=== Working data ===

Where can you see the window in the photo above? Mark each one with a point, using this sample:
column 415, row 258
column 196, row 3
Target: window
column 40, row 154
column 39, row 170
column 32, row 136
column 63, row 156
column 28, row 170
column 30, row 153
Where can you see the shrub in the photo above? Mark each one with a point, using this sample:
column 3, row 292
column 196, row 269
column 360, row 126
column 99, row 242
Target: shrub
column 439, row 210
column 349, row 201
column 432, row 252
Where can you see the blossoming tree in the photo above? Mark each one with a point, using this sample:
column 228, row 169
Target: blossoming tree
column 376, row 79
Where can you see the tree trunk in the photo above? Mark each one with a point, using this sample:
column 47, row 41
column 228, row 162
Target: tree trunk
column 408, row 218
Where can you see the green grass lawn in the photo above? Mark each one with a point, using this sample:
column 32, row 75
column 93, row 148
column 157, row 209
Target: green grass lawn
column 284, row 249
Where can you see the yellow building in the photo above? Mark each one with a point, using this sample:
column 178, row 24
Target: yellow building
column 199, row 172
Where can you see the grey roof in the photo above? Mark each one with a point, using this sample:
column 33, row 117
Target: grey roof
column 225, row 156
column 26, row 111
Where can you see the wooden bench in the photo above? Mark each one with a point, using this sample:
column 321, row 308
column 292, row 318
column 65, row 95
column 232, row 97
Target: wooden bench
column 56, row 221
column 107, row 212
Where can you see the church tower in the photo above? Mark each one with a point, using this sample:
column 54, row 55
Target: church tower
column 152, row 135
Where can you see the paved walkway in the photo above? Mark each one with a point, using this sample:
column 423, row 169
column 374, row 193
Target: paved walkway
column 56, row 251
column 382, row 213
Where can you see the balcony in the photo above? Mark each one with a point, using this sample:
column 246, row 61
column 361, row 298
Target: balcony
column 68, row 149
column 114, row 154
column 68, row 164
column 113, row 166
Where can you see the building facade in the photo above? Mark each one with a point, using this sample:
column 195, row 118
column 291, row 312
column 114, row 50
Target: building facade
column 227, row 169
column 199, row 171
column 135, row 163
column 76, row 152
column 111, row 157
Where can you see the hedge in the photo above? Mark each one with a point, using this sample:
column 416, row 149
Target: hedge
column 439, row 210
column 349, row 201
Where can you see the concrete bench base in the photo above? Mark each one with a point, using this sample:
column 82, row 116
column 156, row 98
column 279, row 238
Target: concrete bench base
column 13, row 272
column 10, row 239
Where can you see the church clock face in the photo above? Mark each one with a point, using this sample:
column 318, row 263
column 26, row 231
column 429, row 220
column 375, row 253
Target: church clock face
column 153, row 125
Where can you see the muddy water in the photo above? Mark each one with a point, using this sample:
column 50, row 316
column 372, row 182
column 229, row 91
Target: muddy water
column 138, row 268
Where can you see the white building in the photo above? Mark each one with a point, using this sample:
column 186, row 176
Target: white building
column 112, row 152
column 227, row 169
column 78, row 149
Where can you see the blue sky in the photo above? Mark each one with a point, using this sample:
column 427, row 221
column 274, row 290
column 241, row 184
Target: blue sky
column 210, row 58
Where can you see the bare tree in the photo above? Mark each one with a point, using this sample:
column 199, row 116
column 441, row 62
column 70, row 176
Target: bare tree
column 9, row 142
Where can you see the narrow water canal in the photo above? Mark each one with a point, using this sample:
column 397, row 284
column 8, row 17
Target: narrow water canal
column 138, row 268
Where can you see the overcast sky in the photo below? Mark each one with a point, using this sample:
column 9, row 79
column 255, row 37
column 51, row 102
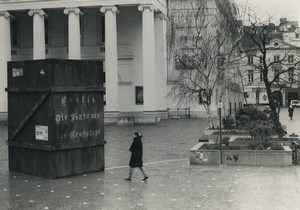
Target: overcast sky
column 277, row 8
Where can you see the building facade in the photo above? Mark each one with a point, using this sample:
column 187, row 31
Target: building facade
column 128, row 35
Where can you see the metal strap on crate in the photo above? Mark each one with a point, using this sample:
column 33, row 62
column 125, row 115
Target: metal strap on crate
column 29, row 115
column 46, row 93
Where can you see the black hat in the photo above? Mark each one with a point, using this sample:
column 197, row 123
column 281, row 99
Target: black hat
column 138, row 134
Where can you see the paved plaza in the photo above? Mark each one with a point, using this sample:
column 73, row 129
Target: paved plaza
column 173, row 183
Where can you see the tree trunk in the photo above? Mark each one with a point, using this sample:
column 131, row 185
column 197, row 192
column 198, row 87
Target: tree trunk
column 210, row 118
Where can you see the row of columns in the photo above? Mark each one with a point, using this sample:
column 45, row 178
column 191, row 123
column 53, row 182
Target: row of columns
column 111, row 51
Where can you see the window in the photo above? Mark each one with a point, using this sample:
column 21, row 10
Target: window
column 276, row 74
column 250, row 76
column 234, row 107
column 291, row 74
column 250, row 59
column 14, row 32
column 276, row 58
column 261, row 77
column 101, row 29
column 291, row 58
column 204, row 97
column 139, row 95
column 46, row 22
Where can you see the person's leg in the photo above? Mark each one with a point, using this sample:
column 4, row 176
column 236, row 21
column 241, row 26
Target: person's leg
column 130, row 173
column 144, row 173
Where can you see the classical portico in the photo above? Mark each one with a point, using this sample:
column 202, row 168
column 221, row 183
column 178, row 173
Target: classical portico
column 122, row 33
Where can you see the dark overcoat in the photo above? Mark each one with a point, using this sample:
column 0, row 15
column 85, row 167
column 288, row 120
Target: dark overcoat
column 136, row 149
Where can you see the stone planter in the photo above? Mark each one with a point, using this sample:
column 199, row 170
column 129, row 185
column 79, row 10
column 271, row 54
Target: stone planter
column 200, row 156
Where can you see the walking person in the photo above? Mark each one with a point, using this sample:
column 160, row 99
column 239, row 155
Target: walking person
column 291, row 111
column 136, row 159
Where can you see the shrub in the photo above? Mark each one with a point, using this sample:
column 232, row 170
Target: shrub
column 250, row 114
column 228, row 122
column 225, row 141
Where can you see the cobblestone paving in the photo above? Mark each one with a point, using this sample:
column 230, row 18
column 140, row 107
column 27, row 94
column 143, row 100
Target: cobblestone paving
column 173, row 182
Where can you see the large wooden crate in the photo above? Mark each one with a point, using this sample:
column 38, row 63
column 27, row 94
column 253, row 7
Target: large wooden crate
column 55, row 117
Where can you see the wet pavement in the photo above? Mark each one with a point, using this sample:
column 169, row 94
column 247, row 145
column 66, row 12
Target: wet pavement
column 173, row 182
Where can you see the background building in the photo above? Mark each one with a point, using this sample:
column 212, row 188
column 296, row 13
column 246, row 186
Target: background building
column 194, row 24
column 128, row 35
column 283, row 55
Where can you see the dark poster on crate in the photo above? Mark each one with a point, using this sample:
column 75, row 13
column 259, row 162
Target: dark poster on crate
column 78, row 119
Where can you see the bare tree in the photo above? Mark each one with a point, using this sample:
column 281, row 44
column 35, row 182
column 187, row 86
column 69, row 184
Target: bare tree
column 206, row 37
column 279, row 72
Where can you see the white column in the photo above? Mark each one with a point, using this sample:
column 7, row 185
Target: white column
column 38, row 33
column 149, row 65
column 161, row 61
column 5, row 56
column 111, row 59
column 74, row 32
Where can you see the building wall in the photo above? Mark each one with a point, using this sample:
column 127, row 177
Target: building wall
column 129, row 32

===

With pictures omitted, repeat the entries above word for word from the line holding "column 441, row 62" down to the line holding "column 187, row 31", keeping both of those lines.

column 441, row 62
column 70, row 176
Target: bare tree
column 9, row 142
Where can you see the narrow water canal in the photo above? Mark each one with a point, using this sample:
column 397, row 284
column 8, row 17
Target: narrow water canal
column 138, row 268
Where can you see the overcast sky in the photo below? Mark each one with a point, using this sample:
column 9, row 79
column 255, row 37
column 51, row 102
Target: overcast sky
column 277, row 8
Where can you see the building facade in the photo above? Mark each one with a point, using this sample:
column 187, row 31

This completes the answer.